SOURCE RECORDS below:
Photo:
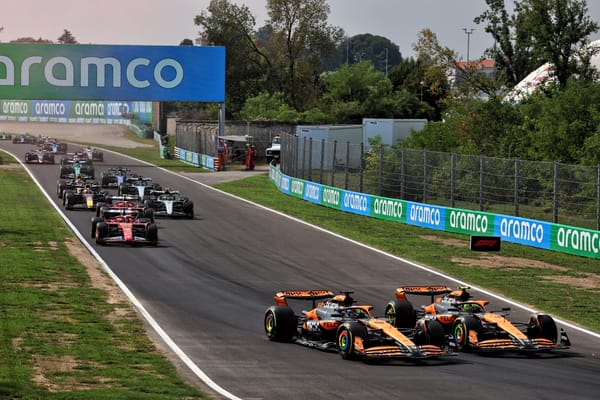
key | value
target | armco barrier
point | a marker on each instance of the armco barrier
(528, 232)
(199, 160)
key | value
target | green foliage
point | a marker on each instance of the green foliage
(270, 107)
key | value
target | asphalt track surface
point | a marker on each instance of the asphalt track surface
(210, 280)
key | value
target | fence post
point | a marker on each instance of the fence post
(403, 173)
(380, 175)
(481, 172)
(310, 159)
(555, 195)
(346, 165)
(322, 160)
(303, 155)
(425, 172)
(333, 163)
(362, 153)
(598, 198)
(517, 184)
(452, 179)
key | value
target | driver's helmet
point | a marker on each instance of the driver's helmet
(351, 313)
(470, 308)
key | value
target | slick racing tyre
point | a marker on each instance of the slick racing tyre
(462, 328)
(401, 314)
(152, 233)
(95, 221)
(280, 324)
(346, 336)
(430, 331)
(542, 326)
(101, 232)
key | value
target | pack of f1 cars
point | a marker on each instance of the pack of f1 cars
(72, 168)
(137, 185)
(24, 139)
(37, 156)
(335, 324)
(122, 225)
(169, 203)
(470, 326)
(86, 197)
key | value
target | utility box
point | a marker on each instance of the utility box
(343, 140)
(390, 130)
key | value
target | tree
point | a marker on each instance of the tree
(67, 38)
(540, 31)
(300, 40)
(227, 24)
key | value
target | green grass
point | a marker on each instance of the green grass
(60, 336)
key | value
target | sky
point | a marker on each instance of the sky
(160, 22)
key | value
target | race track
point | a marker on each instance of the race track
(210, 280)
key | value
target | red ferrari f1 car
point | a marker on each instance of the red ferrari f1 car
End of SOURCE RECORDS.
EXERCISE REQUIREMENTS. From the records above, print exactly the lines that run from the line with "point | a marker on each instance of the fence" to the line with "target | utility box", inclusive.

SOLUTION FOR THIS PROBLEM.
point | a marker on each instance of the fence post
(403, 173)
(380, 175)
(481, 172)
(310, 159)
(555, 195)
(346, 165)
(322, 160)
(303, 155)
(425, 172)
(333, 163)
(362, 153)
(598, 198)
(517, 184)
(452, 179)
key | value
target | driver's helmet
point | a marker on each instance of the driver's helmet
(351, 313)
(470, 308)
key | value
target | slick racing tyre
point | a marker on each instance of the slick racing tyre
(462, 328)
(401, 314)
(152, 233)
(95, 221)
(280, 324)
(346, 336)
(430, 331)
(542, 326)
(101, 232)
key | value
target | pack of f1 cars
point | a marker on each instance of the pack of f1 cars
(72, 168)
(137, 185)
(24, 139)
(37, 156)
(335, 324)
(122, 225)
(169, 203)
(470, 326)
(86, 197)
key | value
target | utility box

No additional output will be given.